Macbeth, in a manner most flighty,
Aspired to the high and the mighty.
Urged on by his wife,
He stuck in his knife,
And the blood got all over his nightie!
— Author Unknown

My British Literature class is reading Macbeth this week and next. In addition to discussing serious themes such sin, death, ambition, and murder, I thought we’d also have some fun with a play that is Shakespeare’s shortest tragedy because it has almost no comedic elements in it. After all that blood and gore, we’re going to need some comic relief. So I gave my students these links. Any other suggestions?

Enjoying Macbeth

Macbeth Trivia and Quizzes

Painting of the Three Witches from Macbeth by Alexandre-Marie Colin

Shakespearean Insults Example: “Thou saucy onion-eyed younker!” OR “Thou yeasty white-livered clot pole!” Try those on the Macbeth in your life!

If anyone has a copy of the book Twisted Tales from Shakespeare by Richard Armour or knows where I can get one (cheap), I’d love to have it. Armour has a great take on Macbeth that I would like to share with the class–if I can find it anywhere.

Born September 18th

Samuel Johnson, b. 1709, said to be the second most quoted author in the English language, after Shakespeare.

Samuel Johnson’s Life and Faith by James Kiefer

BBC News article, The A to Z of Samuel Johnson

Who Is This Johnson Guy? by Jack Lynch

Some interesting facts about Samuel Johnson:
He was the son of a bookseller. (What fun!)
Johnson’s Dictionary of the the English Language, published in 1755 (making this year the 250th anniversary of the publication of Johnson’s Dictionary), was not the first English dictionary, but it was the authoritative English dictionary for over a hundred years until the publication of the Oxford English Dictionary.
Johnson never graduated from Oxford University, although he did attend there, and he became “Dr. Johnson” because he was given an honorary degree.
Samuel Johnson was half-blind, deaf in one ear, and suffered from scrofula, nervous tics, and depression. Some thought him so odd in his mannerisms that they considered him an idiot until he spoke and revealed himself to be an intelligent man.
Johnson married a widow, Elizabeth Porter, who was twenty years older than he, and by all accounts they were very happily married until her death seventeen years later.

Johnson on wine:
“One of the disadvantages of wine is that it makes a man mistake words for thoughts.”
“There are some sluggish men who are improved by drinking; as there are fruits that are not good until they are rotten.”
“There is nothing which has yet been contrived by man, by which so much happiness is produced as by a good tavern.”
“Wine makes a man more pleased with himself; I do not say it makes him more pleasing to others.”
“Sir, I have no objection to a man’s drinking wine, if he can do it in moderation. I found myself apt to go to excess in it, and therefore, after having been for some time without it on account of illness, I thought it better not to return to it. Every man is to judge for himself, according to the effects which he experiences. One of the fathers tells us, he found fasting made him so peevish that he did not practice it.”

┄┄┄┄┄┄┄┄┄┄

* [Your tasks]
- a) Duplicate the section of the Macbeth and Johnson post that begins with the words containing "BBC News article, The" and ends with "an intelligent man.".
- b) Based on the Macbeth and Johnson post, do these statements agree with it? Answer yes or no for each, quoting the words that decide it: (i) Johnson graduated from Oxford University. (ii) Elizabeth Porter was twenty years older than Johnson. (iii) Johnson's Dictionary was the first English dictionary.
- c) List every physical or mental condition the Macbeth and Johnson post says Samuel Johnson had.

* [Dataset extract]
┄┄┄┄┄┄┄┄┄┄

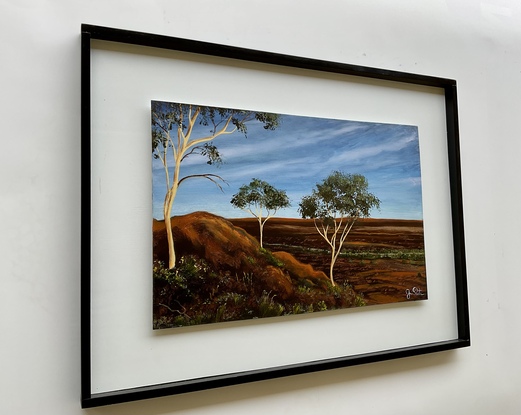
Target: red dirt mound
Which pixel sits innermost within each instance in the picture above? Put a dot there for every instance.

┄┄┄┄┄┄┄┄┄┄

* [Answers below]
- a)
BBC News article, The A to Z of Samuel Johnson

Who Is This Johnson Guy? by Jack Lynch

Some interesting facts about Samuel Johnson:
He was the son of a bookseller. (What fun!)
Johnson’s Dictionary of the the English Language, published in 1755 (making this year the 250th anniversary of the publication of Johnson’s Dictionary), was not the first English dictionary, but it was the authoritative English dictionary for over a hundred years until the publication of the Oxford English Dictionary.
Johnson never graduated from Oxford University, although he did attend there, and he became “Dr. Johnson” because he was given an honorary degree.
Samuel Johnson was half-blind, deaf in one ear, and suffered from scrofula, nervous tics, and depression. Some thought him so odd in his mannerisms that they considered him an idiot until he spoke and revealed himself to be an intelligent man.

- b)
(i) No: "Johnson never graduated from Oxford University, although he did attend there"
(ii) Yes: "Elizabeth Porter, who was twenty years older than he"
(iii) No: "was not the first English dictionary"

- c)
- half-blind
- deaf in one ear
- scrofula
- nervous tics
- depression